Stored items from a collection
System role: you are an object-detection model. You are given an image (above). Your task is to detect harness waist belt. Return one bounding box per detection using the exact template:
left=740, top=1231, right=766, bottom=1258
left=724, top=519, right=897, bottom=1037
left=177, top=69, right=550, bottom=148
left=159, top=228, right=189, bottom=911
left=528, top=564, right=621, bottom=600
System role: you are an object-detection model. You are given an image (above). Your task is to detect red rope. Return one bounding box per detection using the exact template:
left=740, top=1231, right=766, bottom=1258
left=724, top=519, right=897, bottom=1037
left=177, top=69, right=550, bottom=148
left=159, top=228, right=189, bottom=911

Problem statement: Please render every line of the records above as a numbered list, leaving out any blank lines.

Completed exercise:
1. System role: you are an object-detection model. You are given an image (above). Your task is to detect harness waist belt. Return one bounding box per detection using the exact template:
2. left=740, top=1231, right=766, bottom=1258
3. left=724, top=519, right=897, bottom=1037
4. left=177, top=69, right=550, bottom=148
5. left=159, top=228, right=189, bottom=911
6. left=528, top=564, right=621, bottom=600
7. System role: you are an object-detection model. You are given an image (above). Your task is to detect red rope. Return one bounding box per detection using the exact template:
8. left=740, top=1231, right=766, bottom=1258
9. left=724, top=519, right=897, bottom=1037
10. left=177, top=69, right=550, bottom=148
11. left=159, top=228, right=189, bottom=911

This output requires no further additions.